__Tarefas do exercício__.
1 > Resuma em duas frases o texto sobre o Kintsugi.
2 > Reescreva o texto sobre o Kintsugi desde "Outrora esses pedaços" até "para poder reconstruí-lo.", inclusive, trocando "sementes" por "mudas".

__Texto de origem__.
———
Outrora esses pedaços estão colados com uma cola dourada. Aquela técnica japonesa de colar porcelana chamada Kintsugi, onde dá pra extrair um significado lindo: admirar as belezas das cicatrizes que a vida me proporcionou. Ando cultivando umas sementes que encontrei quando comecei a quebrar o gesso que me prendia. Guardei todas elas em uma bolsinha e tô cuidando, regando e arrancando as ervas daninhas do meu jardim para por cada flor que já brotou ou brotará, no meu vaso reconstruído. Para que eu possa olhar aqui pra dentro e ver um jardim lindo e um vaso todo remendado com cola dourada. Que saiba reconhecer cada pedaço quebrado e saiba os caminhos que trilhei para poder reconstruí-lo.
———
__Extrato de dados__.
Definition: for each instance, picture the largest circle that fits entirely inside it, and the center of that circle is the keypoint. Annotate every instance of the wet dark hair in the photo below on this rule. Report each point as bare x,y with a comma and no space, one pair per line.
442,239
———
__Respostas do exercício__.
1 > Quem escreve tem os próprios pedaços colados com cola dourada, como na técnica japonesa do Kintsugi, da qual tira o significado de admirar a beleza das cicatrizes deixadas pela vida. Também cultiva as sementes que encontrou ao começar a quebrar o gesso e cuida do seu jardim para pôr cada flor no vaso reconstruído, a fim de ver por dentro um jardim lindo e um vaso remendado com cola dourada.

2 >
Outrora esses pedaços estão colados com uma cola dourada. Aquela técnica japonesa de colar porcelana chamada Kintsugi, onde dá pra extrair um significado lindo: admirar as belezas das cicatrizes que a vida me proporcionou. Ando cultivando umas mudas que encontrei quando comecei a quebrar o gesso que me prendia. Guardei todas elas em uma bolsinha e tô cuidando, regando e arrancando as ervas daninhas do meu jardim para por cada flor que já brotou ou brotará, no meu vaso reconstruído. Para que eu possa olhar aqui pra dentro e ver um jardim lindo e um vaso todo remendado com cola dourada. Que saiba reconhecer cada pedaço quebrado e saiba os caminhos que trilhei para poder reconstruí-lo.